Jahrzehntelange Arbeit der Aussöhnung und des Ausgleichs waren umsonst. Ein neuer Kalter Krieg hat begonnen. Seine Vorgeschichte ist im Übrigen nicht so schwarz-weiß, wie es sich nun aktuell angesichts des Ukrainekrieges darstellt. Kluge Leute wie Julian Nida-Rümelin haben darauf kürzlich zu Recht hingewiesen. Er wird bleiben, auch wenn der heiße Krieg in der Ukraine einmal beendet sein sollte.
Das ist leider Putins Werk. Und das ist die Lage. Arbeiten wir gemeinsam und mit kühlem Kopf dafür, dass sie nicht noch schlimmer wird. Denn es ist schon schlimm genug.”
Reaktion von der Brandenburger FDP
Anlässlich der aktuellen Stunde im Landtag Brandenburg zum Thema „Aus Solidarität mit der Ukraine erwächst konkrete Verantwortung – Brandenburg leistet seinen Beitrag“ erklärt Zyon Braun, Landesvorsitzender der FDP Brandenburg:
“Seit vier Wochen ist Krieg in der Ukraine. Die Härte des russischen Angriffskrieges nimmt jeden Tag zu und die Skrupellosigkeit Putins, verstärkt zivile Ziele anzugreifen, ist ein Akt der Unmenschlichkeit. Die Solidarität der Menschen in Brandenburg, Deutschland und Europa ist groß. Doch wir können uns nicht allein auf die Solidarität der Bürgerinnen und Bürger verlassen. Das Land Brandenburg steht in dieser humanitären Notlage in der Pflicht und muss seine Leistungsfähigkeit unter Beweis stellen. Das gilt auch für die Landesregierung.

**ENTNOMMENES MATERIAL:**

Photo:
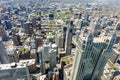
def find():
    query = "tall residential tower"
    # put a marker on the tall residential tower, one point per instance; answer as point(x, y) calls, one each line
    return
point(91, 55)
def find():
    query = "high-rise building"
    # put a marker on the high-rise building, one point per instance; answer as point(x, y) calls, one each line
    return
point(14, 71)
point(3, 33)
point(53, 56)
point(3, 54)
point(41, 59)
point(28, 28)
point(68, 45)
point(91, 56)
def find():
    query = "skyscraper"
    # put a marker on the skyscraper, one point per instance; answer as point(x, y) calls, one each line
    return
point(68, 45)
point(3, 54)
point(91, 55)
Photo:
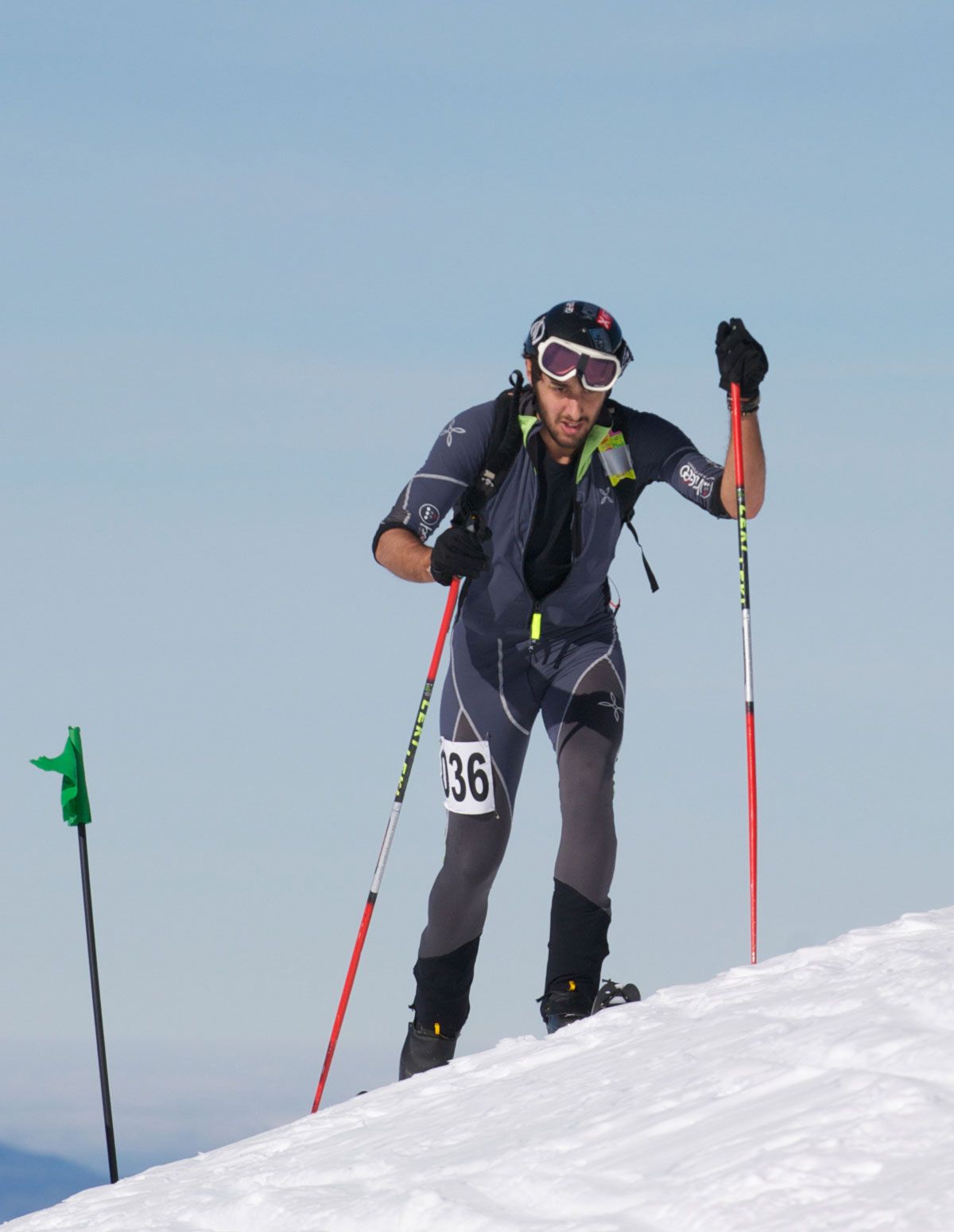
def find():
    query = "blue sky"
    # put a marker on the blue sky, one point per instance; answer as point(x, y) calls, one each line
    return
point(256, 256)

**ZU ERLEDIGEN:**
A: Mit welcher Begründung ruft der Textauszug dazu auf, gemeinsam und mit kühlem Kopf dafür zu arbeiten, dass die Lage nicht noch schlimmer wird? Antworte in ein bis drei Sätzen.
B: Schreibe aus dem Textauszug die Stelle ab, die mit „Jahrzehntelange Arbeit der“ anfängt und bis einschließlich „beendet sein sollte.“ geht.
C: Fasse im Textauszug den Absatz, der mit „Seit vier Wochen ist Krieg in der Ukraine“ beginnt, als Stichpunktliste zusammen und behalte dabei seine wesentlichen Aussagen bei.

**LÖSUNGEN FOLGEN:**
A: Der Textauszug begründet den Aufruf damit, dass die Lage schon schlimm genug ist.

B:
Jahrzehntelange Arbeit der Aussöhnung und des Ausgleichs waren umsonst. Ein neuer Kalter Krieg hat begonnen. Seine Vorgeschichte ist im Übrigen nicht so schwarz-weiß, wie es sich nun aktuell angesichts des Ukrainekrieges darstellt. Kluge Leute wie Julian Nida-Rümelin haben darauf kürzlich zu Recht hingewiesen. Er wird bleiben, auch wenn der heiße Krieg in der Ukraine einmal beendet sein sollte.

C:
- Seit vier Wochen herrscht Krieg in der Ukraine.
- Der russische Angriffskrieg wird jeden Tag härter.
- Putins skrupelloses Vorgehen, verstärkt zivile Ziele anzugreifen, ist ein Akt der Unmenschlichkeit.
- Die Solidarität der Menschen in Brandenburg, Deutschland und Europa ist groß.
- Auf die Solidarität der Bürgerinnen und Bürger allein kann man sich jedoch nicht verlassen.
- Das Land Brandenburg steht in dieser humanitären Notlage in der Pflicht und muss seine Leistungsfähigkeit beweisen. Das gilt auch für die Landesregierung.